--- Information given ---

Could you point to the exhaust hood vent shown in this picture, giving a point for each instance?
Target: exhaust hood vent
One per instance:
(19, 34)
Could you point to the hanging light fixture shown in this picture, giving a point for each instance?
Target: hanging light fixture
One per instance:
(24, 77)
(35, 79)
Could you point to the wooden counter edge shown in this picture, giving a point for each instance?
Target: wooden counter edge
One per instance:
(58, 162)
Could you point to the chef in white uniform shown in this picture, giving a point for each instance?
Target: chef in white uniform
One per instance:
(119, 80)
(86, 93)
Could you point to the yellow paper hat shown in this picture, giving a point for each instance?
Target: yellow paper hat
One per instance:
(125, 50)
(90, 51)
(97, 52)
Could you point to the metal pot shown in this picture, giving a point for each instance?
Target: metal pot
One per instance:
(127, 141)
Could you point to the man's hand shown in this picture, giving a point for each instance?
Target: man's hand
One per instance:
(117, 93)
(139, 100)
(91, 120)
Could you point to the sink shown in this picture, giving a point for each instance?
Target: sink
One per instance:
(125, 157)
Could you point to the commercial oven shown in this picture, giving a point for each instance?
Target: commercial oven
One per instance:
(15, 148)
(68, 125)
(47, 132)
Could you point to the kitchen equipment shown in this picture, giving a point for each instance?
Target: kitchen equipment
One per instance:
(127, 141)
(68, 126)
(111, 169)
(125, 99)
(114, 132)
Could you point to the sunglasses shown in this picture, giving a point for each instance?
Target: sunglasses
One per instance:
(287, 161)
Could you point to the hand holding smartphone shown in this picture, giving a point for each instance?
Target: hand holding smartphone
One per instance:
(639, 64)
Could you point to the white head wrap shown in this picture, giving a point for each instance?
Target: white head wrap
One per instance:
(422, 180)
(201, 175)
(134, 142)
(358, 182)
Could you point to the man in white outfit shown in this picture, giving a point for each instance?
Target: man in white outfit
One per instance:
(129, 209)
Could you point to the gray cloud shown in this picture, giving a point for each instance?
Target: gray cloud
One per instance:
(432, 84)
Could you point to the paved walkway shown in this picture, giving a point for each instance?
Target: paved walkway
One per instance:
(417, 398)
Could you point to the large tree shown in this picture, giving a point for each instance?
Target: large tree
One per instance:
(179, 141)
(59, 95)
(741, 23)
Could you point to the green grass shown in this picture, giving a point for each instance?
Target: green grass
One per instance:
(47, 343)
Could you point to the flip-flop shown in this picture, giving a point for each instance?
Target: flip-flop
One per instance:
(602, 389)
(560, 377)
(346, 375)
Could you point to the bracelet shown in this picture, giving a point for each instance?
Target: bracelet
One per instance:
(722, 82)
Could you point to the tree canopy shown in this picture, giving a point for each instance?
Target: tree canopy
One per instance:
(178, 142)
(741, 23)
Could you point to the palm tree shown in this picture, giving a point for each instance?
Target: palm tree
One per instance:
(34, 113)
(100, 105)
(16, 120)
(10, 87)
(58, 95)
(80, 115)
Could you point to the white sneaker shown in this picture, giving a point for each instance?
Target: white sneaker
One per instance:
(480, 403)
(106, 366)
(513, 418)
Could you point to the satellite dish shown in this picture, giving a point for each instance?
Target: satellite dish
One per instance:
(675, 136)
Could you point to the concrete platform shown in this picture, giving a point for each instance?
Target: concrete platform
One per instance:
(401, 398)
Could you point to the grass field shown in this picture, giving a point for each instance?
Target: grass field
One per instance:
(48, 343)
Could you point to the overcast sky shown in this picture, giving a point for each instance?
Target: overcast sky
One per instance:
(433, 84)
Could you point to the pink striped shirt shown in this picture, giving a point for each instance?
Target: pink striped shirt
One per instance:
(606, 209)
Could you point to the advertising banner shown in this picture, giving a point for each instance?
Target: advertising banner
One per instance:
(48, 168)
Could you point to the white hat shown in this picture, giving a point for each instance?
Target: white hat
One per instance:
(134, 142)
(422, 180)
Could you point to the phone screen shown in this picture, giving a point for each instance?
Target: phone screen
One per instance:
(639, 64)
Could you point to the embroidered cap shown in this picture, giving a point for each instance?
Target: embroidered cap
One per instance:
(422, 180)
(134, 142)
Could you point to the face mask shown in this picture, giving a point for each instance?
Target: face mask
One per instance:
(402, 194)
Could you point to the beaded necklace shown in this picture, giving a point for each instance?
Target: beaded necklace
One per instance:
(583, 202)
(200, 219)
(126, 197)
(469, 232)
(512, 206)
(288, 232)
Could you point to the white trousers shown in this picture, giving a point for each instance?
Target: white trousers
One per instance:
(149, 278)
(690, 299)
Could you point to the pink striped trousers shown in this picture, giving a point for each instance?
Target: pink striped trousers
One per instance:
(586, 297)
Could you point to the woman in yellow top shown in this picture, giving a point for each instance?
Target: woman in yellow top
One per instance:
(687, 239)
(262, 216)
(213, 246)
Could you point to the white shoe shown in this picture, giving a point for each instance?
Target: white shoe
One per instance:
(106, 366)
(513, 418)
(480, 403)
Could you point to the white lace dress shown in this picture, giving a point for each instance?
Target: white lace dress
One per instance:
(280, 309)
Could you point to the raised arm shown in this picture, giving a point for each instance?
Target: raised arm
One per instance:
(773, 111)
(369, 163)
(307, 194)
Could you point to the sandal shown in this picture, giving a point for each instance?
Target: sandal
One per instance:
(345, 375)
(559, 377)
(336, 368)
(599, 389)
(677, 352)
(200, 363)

---

__Brief__
Only the lines that contain the word "face" should be copied from the material.

__Answer to this task__
Could you point to the face mask shown in this picture, giving a point for each instance?
Target: face mask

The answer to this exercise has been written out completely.